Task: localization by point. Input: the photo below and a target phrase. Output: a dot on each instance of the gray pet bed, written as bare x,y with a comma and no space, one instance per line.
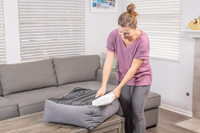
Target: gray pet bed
75,108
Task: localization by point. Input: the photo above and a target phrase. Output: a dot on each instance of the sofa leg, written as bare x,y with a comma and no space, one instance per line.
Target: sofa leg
152,126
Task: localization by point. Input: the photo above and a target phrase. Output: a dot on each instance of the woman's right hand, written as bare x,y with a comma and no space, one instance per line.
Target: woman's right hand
101,92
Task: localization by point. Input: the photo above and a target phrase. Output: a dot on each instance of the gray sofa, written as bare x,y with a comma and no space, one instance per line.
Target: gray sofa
25,86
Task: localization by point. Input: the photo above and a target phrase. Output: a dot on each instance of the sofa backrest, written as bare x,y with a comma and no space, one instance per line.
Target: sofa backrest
27,76
76,68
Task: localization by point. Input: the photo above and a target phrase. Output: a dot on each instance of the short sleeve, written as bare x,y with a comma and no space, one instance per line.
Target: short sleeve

## [Task item]
What are the lines from the one with "Target: gray pet bed" through the end of the entries? Give them again exactly, both end lines included.

## [Answer space]
Target: gray pet bed
75,108
Task: localization by point. Input: the photo above and a target phrase. Output: a dot on each instance of the sofa leg, written as bare x,y with a comma and no space, one instance per line.
Target: sofa leg
152,126
Task: localization by point. Input: the photo above and a target phrase. Output: a dot on each instance of the woman's right hand, written as bare x,y with a comma and no space, one instance per line.
Target: woman's right hand
101,92
Task: localization by point. Input: the photo above and a target phrase. Output: a dot on each instance of the gray sofa, written as bare x,y with a comma and no space, one instance per line.
Target: gray sofa
25,86
Task: localization by point. Input: the photo above and a target phrase. Output: a dot on each instance of the sofa backrest, written as bare x,y with a comma and no space, one instance per line.
Target: sofa backrest
27,76
76,68
Task: localization by point. Input: the photo above and a target phrase. Output: a dot on each instance of the short sleeve, written as bare x,y with a comma and no space, one instance per line.
Target: short sleeve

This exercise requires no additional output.